> Problem to solve:
Output verbatim the line with "In this practice step, locate the insect front" together with every line beneath it, ending at the last line of the entries.

[Records shown Boundary: Start]

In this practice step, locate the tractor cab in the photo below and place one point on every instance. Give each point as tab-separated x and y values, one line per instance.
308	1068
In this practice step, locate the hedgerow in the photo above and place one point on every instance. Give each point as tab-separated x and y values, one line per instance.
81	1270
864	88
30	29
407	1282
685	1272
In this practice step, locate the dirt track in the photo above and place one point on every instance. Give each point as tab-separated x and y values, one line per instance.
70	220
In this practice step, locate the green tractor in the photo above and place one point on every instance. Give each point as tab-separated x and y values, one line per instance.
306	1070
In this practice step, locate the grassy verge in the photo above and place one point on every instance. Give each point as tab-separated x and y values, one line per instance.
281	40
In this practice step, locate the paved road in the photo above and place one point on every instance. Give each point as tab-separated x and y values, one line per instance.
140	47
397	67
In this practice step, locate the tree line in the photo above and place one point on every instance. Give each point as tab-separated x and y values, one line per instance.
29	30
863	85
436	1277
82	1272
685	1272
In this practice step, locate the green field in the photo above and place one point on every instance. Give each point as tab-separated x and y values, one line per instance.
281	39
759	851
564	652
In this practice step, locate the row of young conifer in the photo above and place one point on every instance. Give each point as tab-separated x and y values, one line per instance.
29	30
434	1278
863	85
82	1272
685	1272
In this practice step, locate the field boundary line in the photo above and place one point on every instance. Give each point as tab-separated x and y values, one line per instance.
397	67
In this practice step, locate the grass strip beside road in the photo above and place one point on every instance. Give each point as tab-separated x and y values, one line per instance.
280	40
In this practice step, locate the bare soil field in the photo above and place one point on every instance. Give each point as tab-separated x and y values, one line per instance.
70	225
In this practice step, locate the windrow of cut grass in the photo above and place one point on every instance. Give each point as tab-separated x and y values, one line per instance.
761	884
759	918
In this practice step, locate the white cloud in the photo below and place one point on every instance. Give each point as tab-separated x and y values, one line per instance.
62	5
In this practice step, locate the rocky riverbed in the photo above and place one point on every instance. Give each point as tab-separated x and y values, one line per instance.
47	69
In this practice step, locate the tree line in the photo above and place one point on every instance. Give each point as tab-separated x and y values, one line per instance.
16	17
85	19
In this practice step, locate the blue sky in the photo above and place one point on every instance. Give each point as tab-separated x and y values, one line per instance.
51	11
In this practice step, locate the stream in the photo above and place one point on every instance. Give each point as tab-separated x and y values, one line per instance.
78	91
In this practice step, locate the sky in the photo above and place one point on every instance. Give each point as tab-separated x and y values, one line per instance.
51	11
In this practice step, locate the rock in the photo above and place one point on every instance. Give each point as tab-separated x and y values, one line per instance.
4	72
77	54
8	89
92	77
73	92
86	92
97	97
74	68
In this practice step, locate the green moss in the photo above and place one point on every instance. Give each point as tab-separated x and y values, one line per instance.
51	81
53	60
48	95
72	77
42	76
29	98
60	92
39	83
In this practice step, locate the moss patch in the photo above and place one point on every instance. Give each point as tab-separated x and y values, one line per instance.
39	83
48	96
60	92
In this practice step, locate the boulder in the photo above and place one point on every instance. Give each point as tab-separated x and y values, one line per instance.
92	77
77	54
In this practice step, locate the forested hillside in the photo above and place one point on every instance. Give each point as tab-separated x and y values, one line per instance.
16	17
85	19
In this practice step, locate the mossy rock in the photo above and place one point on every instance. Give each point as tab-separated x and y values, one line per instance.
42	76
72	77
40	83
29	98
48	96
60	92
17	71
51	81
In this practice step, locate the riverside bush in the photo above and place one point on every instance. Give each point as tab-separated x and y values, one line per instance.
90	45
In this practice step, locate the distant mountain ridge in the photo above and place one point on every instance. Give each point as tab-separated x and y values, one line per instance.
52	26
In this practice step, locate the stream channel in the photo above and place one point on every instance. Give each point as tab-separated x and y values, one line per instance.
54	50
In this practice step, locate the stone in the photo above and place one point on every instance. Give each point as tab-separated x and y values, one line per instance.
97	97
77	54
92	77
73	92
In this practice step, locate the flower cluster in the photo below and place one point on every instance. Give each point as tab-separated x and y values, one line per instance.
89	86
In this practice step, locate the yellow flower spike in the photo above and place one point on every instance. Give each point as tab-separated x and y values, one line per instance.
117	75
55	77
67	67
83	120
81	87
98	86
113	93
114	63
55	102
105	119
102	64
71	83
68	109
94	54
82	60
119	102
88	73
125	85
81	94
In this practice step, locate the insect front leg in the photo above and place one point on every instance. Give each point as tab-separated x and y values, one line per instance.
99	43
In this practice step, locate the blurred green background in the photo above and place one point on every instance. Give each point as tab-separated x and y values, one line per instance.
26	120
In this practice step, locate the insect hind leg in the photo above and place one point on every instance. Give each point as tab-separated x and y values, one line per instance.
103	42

[Records shown Boundary: End]

> Task solution:
In this practice step, locate the insect front leg in the photo above and place one point on every instance. Give each point as tab-separated x and y values, one line per instance.
99	43
In this practice step, locate the blurred green background in the photo above and place one point on every instance. Give each point as tab-separated x and y values, one line per instance.
26	120
In this practice step, locate the insect hind leg in the photo above and place one point on every instance. Give each point as tab-separated x and y values, one line per instance.
103	42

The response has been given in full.